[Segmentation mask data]
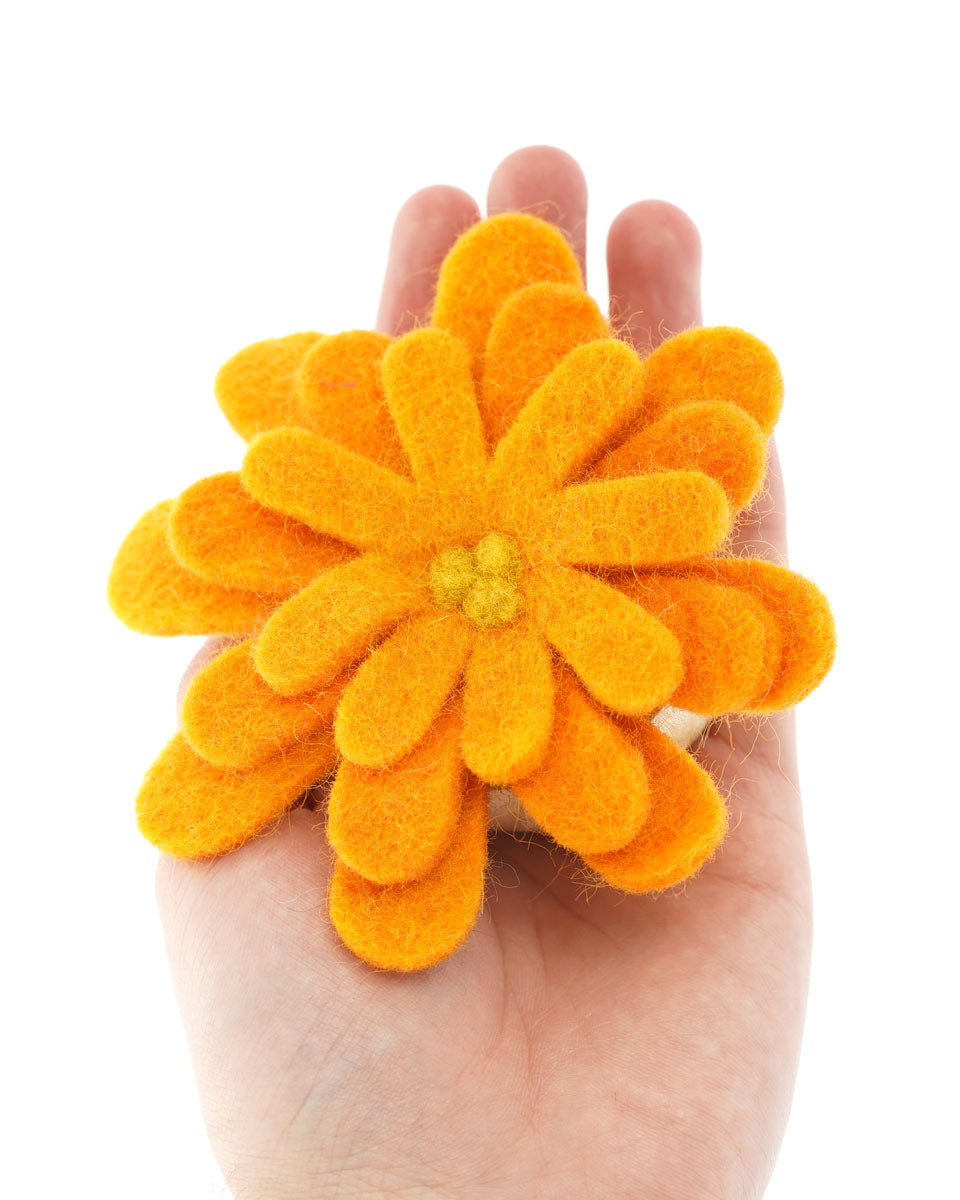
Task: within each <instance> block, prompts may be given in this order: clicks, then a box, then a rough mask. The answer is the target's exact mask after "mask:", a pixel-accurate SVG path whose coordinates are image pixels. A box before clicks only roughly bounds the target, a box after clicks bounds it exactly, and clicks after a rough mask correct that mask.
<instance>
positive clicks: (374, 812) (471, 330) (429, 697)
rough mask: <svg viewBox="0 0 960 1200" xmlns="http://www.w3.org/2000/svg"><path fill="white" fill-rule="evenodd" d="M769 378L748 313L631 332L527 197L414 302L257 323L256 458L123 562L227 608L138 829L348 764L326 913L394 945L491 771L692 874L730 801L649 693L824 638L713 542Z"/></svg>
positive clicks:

:: EXERCISE INSTRUCTIONS ::
Print exactly the lines between the line with "rough mask: <svg" and the final line of the records above, both included.

:: RESULT BELOW ::
rough mask: <svg viewBox="0 0 960 1200" xmlns="http://www.w3.org/2000/svg"><path fill="white" fill-rule="evenodd" d="M769 378L748 313L631 332L527 197L414 302L257 323L256 458L123 562L227 608L138 829L348 764L326 913L394 945L491 771L692 874L730 801L649 693L824 638L713 542Z"/></svg>
positive clicks:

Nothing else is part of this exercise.